#### Obiettivo 1
Riporta senza modifiche tutte le righe dell'elenco, per favore, lasciando fuori le immagini.

Qui il professore è molto netto: «Un genitore dei nostri giorni non può assolutamente ricorrere all’esperienza della propria adolescenza per affrontare il problema. È essenziale capirlo. Tutto è troppo, e rapidamente, cambiato per poter “lavorare” con quegli strumenti. Una giusta prospettiva educativa è, per i genitori, mettersi a cercare, a capire, senza presumere di sapere già. Cioè tentare di comprendere mode e culture. Anche proponendo domande dirette: “Ma quale valore attribuite all’abuso dell’alcol?”, per fare un esempio. E poi studiare, documentarsi, analizzare».

#### Obiettivo 2
Secondo il brano citato, a che cosa un genitore dei nostri giorni non può assolutamente ricorrere per affrontare il problema?

#### Elenco fornito
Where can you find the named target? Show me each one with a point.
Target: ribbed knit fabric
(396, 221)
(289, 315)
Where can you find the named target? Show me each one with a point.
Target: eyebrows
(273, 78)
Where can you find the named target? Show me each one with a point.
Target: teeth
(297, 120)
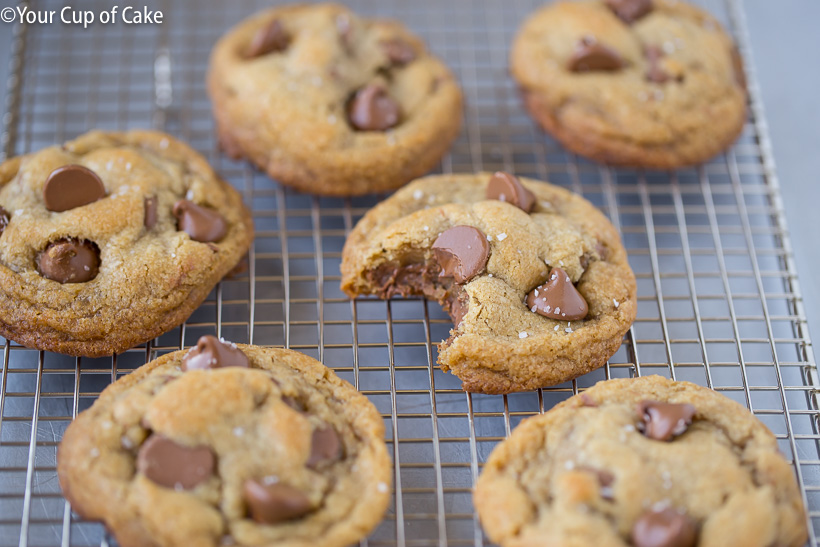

#### Risposta attesa 1
Where can you find the named target? Show me each one with a point.
Target: ribbed knit fabric
(396, 221)
(289, 315)
Where can you find the named target? Show me each one with a point.
Target: eyebrows
(273, 78)
Where can you find the named target? Show me each one with a point.
Target: teeth
(297, 120)

#### Risposta attesa 2
All'esperienza della propria adolescenza.